▶ [TASK STATEMENT]
Convert all the records below into a numbered list with one line per entry, leaving out blank lines and the pictures.

==========

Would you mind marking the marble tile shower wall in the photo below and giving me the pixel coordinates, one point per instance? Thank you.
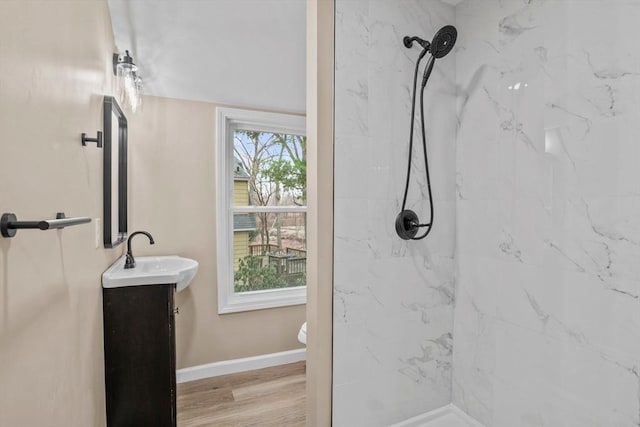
(547, 314)
(393, 300)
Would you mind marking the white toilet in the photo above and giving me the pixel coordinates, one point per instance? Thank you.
(302, 335)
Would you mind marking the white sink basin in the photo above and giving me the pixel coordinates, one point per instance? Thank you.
(151, 270)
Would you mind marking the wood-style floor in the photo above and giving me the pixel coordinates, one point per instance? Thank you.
(270, 397)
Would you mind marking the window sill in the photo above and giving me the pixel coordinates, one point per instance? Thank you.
(260, 300)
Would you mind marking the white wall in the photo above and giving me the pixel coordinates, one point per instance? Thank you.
(393, 300)
(547, 317)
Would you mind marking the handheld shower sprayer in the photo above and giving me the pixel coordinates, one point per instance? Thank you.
(407, 222)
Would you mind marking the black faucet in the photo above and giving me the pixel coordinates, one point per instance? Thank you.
(130, 262)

==========

▶ [FULL OUTPUT]
1. Would you mind marking the marble tile shower wall in the photo below and giving me the pixel coordinates, one point per instance? Thank you.
2. (547, 314)
3. (393, 300)
4. Would you mind marking the white toilet in the photo above and giving me the pixel coordinates, one point per instance? Thank you.
5. (302, 335)
6. Would you mind marking the white sink basin in the photo above and giving me the pixel coordinates, one point per instance? Thank you.
7. (151, 270)
8. Would you mind marking the wood-style floor in the photo above and giving me the pixel coordinates, one point per instance? Thank you.
9. (270, 397)
10. Would you mind marking the window sill in the photo above and giving me the pixel coordinates, one point per instance? Thank you.
11. (260, 300)
12. Would you mind marking the white wall in the photo above and giving me the pixel coordinates, one point per instance? Thank you.
13. (393, 300)
14. (547, 317)
15. Would you mind marking the handheld shower sprayer in the photo above and giving me the pixel coordinates, one point per instance? Thank you.
16. (407, 222)
17. Would you mind marking the black faucet in the photo above and giving me the pixel coordinates, one point per instance? Thank you.
18. (130, 262)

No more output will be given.